_Your instructions_: Each record should be output exactly, with every character kept.

_Records contained in a dataset_:
=== Section Start ===

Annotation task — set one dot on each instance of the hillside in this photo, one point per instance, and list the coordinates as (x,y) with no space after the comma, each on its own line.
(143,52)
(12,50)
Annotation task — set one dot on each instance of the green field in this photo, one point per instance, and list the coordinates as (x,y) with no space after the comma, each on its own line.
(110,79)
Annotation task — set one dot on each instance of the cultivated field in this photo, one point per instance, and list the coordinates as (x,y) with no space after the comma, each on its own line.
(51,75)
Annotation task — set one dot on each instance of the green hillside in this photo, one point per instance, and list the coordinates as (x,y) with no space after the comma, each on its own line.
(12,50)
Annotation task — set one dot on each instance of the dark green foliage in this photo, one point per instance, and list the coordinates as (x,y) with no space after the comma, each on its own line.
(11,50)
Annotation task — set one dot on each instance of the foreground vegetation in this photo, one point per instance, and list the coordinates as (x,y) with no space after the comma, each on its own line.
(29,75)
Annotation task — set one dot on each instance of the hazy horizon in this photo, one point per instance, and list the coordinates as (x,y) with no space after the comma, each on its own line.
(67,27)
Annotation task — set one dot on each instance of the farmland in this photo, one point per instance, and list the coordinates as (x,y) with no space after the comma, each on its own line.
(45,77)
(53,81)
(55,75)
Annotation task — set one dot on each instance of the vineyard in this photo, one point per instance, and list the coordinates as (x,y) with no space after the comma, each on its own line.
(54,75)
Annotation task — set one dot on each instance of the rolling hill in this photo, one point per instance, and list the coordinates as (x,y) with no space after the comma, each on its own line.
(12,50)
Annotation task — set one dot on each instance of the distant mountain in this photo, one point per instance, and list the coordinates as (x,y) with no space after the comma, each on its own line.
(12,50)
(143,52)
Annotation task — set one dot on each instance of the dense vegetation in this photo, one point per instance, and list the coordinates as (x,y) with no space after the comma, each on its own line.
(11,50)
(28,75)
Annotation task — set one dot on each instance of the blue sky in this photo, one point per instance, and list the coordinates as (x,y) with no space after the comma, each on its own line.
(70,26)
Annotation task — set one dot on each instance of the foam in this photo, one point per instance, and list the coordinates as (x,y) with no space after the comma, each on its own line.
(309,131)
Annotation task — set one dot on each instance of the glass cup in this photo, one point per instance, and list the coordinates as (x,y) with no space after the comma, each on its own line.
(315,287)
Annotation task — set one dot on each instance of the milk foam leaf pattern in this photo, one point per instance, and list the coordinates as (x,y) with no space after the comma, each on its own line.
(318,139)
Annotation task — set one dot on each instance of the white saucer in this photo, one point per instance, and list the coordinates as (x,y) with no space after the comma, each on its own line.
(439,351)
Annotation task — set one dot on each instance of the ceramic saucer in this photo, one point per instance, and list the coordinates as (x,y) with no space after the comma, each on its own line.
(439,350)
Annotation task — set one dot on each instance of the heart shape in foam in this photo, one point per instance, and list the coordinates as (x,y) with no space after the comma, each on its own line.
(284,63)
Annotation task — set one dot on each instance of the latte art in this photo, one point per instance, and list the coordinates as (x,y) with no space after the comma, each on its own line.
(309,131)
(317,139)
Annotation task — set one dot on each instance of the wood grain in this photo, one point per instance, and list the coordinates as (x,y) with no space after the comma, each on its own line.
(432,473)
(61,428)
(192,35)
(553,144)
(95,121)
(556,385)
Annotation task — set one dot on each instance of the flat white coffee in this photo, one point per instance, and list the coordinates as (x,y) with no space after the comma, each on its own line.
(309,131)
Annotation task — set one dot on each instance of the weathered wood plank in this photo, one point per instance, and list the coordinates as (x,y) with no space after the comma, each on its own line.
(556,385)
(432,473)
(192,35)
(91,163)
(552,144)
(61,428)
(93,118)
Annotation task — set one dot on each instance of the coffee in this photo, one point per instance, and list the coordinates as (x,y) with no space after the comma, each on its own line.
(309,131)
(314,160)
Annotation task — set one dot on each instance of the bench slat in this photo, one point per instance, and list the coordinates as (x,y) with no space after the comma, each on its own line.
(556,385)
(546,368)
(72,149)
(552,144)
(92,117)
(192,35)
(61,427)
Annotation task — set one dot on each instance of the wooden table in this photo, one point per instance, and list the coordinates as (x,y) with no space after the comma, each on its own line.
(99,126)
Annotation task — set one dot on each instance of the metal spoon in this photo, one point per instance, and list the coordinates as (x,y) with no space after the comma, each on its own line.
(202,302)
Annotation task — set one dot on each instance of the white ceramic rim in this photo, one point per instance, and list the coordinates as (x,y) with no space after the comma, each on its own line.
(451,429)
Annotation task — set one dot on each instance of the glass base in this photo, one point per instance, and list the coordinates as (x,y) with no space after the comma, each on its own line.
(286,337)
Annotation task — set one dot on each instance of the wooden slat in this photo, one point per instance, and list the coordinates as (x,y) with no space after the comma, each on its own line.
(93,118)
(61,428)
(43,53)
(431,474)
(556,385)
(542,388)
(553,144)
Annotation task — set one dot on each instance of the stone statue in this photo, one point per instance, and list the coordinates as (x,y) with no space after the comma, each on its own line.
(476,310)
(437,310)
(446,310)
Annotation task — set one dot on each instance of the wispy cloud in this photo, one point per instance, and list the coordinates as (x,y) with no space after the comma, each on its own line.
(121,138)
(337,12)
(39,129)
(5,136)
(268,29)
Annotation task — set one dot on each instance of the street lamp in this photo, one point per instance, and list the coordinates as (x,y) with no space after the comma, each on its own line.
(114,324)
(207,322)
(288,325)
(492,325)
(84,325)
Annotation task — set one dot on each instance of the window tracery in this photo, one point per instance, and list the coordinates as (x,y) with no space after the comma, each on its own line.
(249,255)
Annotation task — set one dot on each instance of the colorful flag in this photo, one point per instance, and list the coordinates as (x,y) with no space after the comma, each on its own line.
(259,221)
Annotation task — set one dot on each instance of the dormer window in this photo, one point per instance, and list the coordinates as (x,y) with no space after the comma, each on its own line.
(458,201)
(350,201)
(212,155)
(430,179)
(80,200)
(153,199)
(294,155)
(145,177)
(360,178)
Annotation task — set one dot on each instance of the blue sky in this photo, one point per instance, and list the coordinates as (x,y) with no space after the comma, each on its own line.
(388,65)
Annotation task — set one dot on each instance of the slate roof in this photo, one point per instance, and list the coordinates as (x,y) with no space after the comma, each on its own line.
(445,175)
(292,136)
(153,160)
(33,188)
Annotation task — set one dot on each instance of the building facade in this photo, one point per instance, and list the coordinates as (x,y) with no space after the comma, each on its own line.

=== Section End ===

_Solution to this task_:
Annotation task — set one dot on each instance of the hillside in this photo, one point per instance, and list the coordinates as (x,y) with no space after the comma, each on its own line.
(143,52)
(12,50)
Annotation task — set one dot on each instance of the green field in this photo, one point per instance, and list the coordinates as (x,y) with no space after the comma, each on its own line.
(110,79)
Annotation task — set one dot on each instance of the cultivated field in this photo, one point per instance, and list the coordinates as (x,y) with no space after the comma, each on its own line.
(51,75)
Annotation task — set one dot on each instance of the green hillside in this photo, one point per instance, and list the coordinates as (x,y) with no space after the comma, each on its own line.
(12,50)
Annotation task — set one dot on each instance of the dark green foliage in this photo, one point per instance, and list the coordinates as (x,y) with no space after the comma, each on its own line.
(11,50)
Annotation task — set one dot on each instance of the foreground vegetation in this photo, one point per instance, and list the coordinates as (x,y) with no space after the comma, each on its own line.
(29,75)
Annotation task — set one dot on each instance of the hazy horizon in this photo, one point per instance, and list the coordinates as (x,y) with no space after the comma, each on its own line.
(67,27)
Annotation task — set one dot on each instance of the farmland in this photo, one point per instance, and list the coordinates as (x,y) with no space after the comma, each on its own line.
(45,77)
(53,81)
(55,75)
Annotation task — set one dot on each instance of the vineyard in this photo, one point per instance, and list the coordinates as (x,y) with no space after the comma, each on its own line.
(54,75)
Annotation task — set one dot on each instance of the rolling hill in this photo, one point per instance, and list the coordinates as (x,y) with no space after the comma, each on its own line.
(12,50)
Annotation task — set one dot on each instance of the distant mountain in this photo, one point per instance, and list the coordinates as (x,y) with no space after the comma, each on its own line.
(12,50)
(143,52)
Annotation task — set one dot on each instance of the dense vegetation in this photo, one point per instance, and list the coordinates as (x,y) with no space after the comma, each on its own line.
(11,50)
(28,75)
Annotation task — set one dot on each instance of the blue sky in this photo, one point per instance, and list the coordinates as (x,y) with no space after the comma, each on its own line.
(70,26)
Annotation task — set one dot on each instance of the foam in this photo, one point per instance, and list the coordinates as (x,y) with no space after the comma, each on its own line.
(309,131)
Annotation task — set one dot on each instance of the glass cup in this photo, one point per instance, and list the coordinates as (x,y) with no space after the comma, each on its own line.
(315,287)
Annotation task — set one dot on each instance of the milk foam leaf pattern in this photo, one point per instance, and list the coordinates as (x,y) with no space after the comma, each on its own line.
(318,139)
Annotation task — set one dot on each instance of the white saucer in this photo, one point per instance, and list the coordinates as (x,y) with no space after the comma, each on its own line.
(439,351)
Annotation task — set one dot on each instance of the ceramic saucer in this photo, one point per instance, and list the coordinates as (x,y) with no space after the comma, each on its own line.
(439,350)
Annotation task — set one dot on each instance of the heart shape in foam in this photo, one point per instance, and list the coordinates as (x,y) with no space after the comma, each on its own line.
(284,63)
Annotation task — set one dot on each instance of the latte art in this photo, one point per instance, and list the coordinates as (x,y) with no space after the comma, each on its own line.
(309,131)
(317,139)
Annotation task — set one dot on each instance of the wood grain in this photo, one point per instance, and list the coordinates as (x,y) with no space after the comma, each on its own line.
(432,473)
(61,428)
(192,35)
(553,144)
(95,121)
(556,385)
Annotation task — set one dot on each instance of the flat white coffee in this photo, one point per instance, and list the coordinates as (x,y) with no space after the comma, each on its own line.
(309,131)
Annotation task — set one dot on each instance of the weathered wood plank in this photo, one point per instance, and list the coordinates as (x,y) with no space after the comma, each on its own line.
(556,385)
(432,473)
(192,35)
(91,163)
(552,144)
(61,428)
(93,118)
Annotation task — set one dot on each instance of the coffee in this photo, one point per instance, and list the coordinates as (x,y) with no space after the comma, each on its own line.
(309,131)
(314,160)
Annotation task — set one dot on each instance of the bench slat in this photo, one point per instance, and list the coordinates as (x,y) with no space after the comma, each on its own line.
(556,385)
(546,368)
(72,149)
(552,144)
(92,117)
(192,35)
(61,427)
Annotation task — set one dot on each instance of the wooden table in this photo, one point per instance, and list the coordinates as (x,y) with no space after the comma, each on its own line.
(99,126)
Annotation task — set one dot on each instance of the metal spoon in this photo, one point per instance, and list the coordinates as (x,y) with no space after the comma, each on its own line.
(202,302)
Annotation task — set one dot on each instance of the white ceramic rim in this photo, one point per instance, and list the coordinates as (x,y) with no space after the comma, each on its own line.
(451,429)
Annotation task — set one dot on each instance of the glass base in this photo, one point per instance, and list the coordinates as (x,y) with no space after the comma, each on its own line.
(286,337)
Annotation task — set one dot on each instance of the wooden slat in this photo, one point per instance, and list the coordinates as (x,y) with no space after the comma, each on its own line.
(93,118)
(61,428)
(43,53)
(431,474)
(556,385)
(542,388)
(553,144)
Annotation task — set one dot on each instance of the stone statue in this photo, one point per instance, and list the coordinates as (x,y) with no space after the comma, each on its own line.
(476,310)
(437,310)
(446,310)
Annotation task — set one dot on each instance of the wispy cloud in this photo, one point per instance, and list the coordinates as (x,y) with no space after the comma, each on its own line.
(121,138)
(337,12)
(39,129)
(5,136)
(268,29)
Annotation task — set one dot on each instance of the street lamp in this photo, one point per instance, and list the coordinates as (x,y) with no space after the comma, each on its own line.
(114,324)
(207,322)
(288,325)
(492,325)
(84,325)
Annotation task — set one dot on each instance of the window tracery in this photo, one point per instance, and list the coordinates as (x,y) with no space after the comma, each on its own line.
(249,255)
Annotation task — set one dot on each instance of the colorful flag in this photo, one point per instance, and list the coordinates as (x,y) with no space after the comma, each on its own line.
(259,221)
Annotation task — set one dot on each instance of the dormer window in this photo, one point per instance, and list the coordinates as (x,y) with no space after the comma, each on its own line.
(458,201)
(350,201)
(212,155)
(430,179)
(80,200)
(153,199)
(294,155)
(145,177)
(360,178)
Annotation task — set one dot on each instance of the blue sky in this photo, one point per instance, and list the coordinates as (x,y) with no space after the comma, each on its own line.
(388,65)
Annotation task — set one dot on each instance of the slate roof in this photo, one point per instance, and list the coordinates as (x,y) with no space after the comma, each on its own line.
(445,175)
(292,136)
(153,160)
(33,188)
Annotation task — set one dot on each instance of the building facade in this photo, one point per instance, and list the coordinates as (x,y) with no space after the comma, each on its own line.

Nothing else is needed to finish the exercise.